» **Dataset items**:
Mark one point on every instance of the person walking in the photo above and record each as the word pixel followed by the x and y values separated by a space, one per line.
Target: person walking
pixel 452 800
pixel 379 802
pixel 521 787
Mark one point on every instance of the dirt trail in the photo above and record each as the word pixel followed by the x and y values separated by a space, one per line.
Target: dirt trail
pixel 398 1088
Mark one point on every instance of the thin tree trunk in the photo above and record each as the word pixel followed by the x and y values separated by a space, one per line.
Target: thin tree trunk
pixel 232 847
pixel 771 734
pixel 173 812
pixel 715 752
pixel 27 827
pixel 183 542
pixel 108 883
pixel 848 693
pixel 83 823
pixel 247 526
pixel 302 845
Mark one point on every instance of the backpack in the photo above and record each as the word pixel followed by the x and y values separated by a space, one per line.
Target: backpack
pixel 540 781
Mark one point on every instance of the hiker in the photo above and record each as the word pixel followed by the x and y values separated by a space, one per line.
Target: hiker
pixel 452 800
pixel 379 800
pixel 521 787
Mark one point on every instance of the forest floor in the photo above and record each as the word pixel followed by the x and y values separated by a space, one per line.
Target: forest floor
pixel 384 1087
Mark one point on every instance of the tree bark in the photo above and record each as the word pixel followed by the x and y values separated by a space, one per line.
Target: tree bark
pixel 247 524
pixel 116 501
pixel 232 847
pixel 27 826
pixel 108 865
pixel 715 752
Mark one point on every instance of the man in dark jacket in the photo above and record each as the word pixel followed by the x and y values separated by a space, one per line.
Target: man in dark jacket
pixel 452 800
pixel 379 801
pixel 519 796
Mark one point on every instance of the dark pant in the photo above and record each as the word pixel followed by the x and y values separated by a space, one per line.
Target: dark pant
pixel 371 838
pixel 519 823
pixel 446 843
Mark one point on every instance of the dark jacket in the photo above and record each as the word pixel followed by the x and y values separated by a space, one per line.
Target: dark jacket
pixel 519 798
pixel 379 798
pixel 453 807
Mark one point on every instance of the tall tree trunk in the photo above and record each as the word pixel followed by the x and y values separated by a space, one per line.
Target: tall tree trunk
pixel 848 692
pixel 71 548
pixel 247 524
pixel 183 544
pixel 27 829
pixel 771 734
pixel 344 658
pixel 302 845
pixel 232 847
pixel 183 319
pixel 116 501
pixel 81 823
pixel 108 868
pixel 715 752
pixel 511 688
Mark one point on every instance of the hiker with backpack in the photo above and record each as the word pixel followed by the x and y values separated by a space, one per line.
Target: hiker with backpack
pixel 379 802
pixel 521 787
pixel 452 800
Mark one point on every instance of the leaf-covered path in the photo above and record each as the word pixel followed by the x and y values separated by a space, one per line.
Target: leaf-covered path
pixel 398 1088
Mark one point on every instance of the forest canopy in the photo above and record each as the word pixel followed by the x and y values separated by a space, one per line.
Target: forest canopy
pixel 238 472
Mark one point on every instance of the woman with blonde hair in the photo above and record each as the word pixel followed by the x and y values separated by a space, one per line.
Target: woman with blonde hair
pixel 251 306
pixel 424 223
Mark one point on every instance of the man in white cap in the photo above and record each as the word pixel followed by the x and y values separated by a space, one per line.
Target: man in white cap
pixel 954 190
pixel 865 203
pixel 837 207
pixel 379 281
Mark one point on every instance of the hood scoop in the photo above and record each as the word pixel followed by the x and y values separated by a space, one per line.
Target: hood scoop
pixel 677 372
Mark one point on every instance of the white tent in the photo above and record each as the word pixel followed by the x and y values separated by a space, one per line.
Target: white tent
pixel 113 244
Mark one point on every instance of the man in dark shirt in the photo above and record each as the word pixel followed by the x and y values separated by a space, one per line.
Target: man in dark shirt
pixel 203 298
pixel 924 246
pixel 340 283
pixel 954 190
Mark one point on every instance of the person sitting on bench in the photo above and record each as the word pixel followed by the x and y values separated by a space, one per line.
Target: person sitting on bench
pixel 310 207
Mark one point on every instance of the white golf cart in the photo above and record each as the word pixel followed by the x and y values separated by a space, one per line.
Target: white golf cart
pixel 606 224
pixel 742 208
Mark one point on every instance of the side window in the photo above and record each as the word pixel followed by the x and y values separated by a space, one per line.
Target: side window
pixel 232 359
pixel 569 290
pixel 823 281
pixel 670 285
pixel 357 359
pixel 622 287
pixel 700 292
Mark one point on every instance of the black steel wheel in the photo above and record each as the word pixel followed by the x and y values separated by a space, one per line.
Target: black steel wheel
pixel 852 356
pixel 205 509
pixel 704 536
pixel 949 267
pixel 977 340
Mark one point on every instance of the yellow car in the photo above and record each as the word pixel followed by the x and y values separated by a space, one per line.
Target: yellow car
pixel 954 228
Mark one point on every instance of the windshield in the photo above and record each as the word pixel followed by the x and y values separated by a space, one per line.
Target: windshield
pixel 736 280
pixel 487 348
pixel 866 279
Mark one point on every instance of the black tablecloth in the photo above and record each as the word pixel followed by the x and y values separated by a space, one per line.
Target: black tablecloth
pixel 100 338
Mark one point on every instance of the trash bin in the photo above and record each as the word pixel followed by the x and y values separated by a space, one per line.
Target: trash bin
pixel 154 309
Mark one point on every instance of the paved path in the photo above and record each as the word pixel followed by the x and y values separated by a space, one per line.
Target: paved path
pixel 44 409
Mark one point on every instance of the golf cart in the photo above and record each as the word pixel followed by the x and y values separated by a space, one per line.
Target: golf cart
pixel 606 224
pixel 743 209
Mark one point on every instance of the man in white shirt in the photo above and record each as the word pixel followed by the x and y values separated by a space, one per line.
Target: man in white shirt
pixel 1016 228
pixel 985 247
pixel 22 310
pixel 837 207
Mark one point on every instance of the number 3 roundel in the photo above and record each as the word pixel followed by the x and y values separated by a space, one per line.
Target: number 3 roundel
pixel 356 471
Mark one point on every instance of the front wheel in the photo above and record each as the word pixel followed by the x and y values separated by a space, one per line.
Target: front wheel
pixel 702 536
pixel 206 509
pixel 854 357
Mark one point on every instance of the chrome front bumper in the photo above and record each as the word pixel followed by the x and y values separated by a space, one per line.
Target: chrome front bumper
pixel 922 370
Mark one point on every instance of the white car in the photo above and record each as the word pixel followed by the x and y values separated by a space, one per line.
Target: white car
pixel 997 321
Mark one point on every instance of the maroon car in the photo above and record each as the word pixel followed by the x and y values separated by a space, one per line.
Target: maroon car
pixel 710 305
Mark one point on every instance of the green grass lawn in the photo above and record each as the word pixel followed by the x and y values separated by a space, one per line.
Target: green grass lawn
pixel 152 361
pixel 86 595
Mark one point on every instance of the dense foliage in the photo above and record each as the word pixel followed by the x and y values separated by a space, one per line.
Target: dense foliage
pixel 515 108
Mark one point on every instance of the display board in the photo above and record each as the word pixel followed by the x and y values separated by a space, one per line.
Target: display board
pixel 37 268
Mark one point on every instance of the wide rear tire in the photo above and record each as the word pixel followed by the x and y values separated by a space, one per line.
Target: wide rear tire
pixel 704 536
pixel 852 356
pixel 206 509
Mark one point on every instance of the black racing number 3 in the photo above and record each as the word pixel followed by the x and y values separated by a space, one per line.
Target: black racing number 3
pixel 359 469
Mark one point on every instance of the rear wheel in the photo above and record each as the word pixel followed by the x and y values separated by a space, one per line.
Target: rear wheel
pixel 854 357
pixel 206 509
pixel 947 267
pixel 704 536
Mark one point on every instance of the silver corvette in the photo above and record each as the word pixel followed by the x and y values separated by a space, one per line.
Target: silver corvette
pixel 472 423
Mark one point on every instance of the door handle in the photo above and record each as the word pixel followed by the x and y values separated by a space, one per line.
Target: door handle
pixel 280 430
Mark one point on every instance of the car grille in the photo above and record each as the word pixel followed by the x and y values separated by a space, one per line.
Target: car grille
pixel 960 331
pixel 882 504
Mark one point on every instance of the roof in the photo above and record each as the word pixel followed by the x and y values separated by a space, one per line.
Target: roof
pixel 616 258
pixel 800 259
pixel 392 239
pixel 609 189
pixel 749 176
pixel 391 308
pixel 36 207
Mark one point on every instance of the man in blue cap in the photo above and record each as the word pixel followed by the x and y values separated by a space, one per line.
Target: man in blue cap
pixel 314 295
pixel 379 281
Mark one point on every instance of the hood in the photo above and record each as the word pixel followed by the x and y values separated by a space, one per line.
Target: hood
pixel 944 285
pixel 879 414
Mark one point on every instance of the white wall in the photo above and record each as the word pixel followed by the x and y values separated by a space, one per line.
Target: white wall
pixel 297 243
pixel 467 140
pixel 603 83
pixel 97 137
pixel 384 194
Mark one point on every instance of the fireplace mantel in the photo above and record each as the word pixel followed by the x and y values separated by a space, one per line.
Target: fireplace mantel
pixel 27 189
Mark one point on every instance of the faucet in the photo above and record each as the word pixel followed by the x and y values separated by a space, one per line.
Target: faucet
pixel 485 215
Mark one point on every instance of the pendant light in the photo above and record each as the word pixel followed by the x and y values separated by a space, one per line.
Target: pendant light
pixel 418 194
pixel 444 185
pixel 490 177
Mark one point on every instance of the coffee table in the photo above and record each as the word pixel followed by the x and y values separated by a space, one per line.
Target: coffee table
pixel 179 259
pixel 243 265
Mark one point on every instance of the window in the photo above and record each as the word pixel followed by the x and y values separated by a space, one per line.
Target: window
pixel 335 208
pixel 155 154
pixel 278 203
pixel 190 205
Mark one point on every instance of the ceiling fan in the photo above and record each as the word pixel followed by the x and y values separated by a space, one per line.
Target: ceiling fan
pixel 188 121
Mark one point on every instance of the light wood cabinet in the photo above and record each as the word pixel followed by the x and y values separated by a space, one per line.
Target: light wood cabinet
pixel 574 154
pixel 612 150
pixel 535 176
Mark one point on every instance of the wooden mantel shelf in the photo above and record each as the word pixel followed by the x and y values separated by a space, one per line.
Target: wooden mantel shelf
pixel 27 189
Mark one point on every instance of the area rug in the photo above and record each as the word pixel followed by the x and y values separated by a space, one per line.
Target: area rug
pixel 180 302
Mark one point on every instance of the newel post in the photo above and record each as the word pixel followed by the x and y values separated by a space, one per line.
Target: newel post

» **Short task**: Reproduce verbatim the lines of the data above, from the line containing "Mark one point on every instance of the paved" through the line containing "pixel 743 209", including both of those lines.

» **Finished exercise**:
Mark one point on every instance of the paved path in the photo above and record each as the word pixel followed by the x and y values separated by a space, one per line.
Target: paved path
pixel 44 409
Mark one point on every instance of the golf cart in the photo above and record each as the word pixel followed by the x and y values separated by a space, one per line.
Target: golf cart
pixel 606 224
pixel 743 209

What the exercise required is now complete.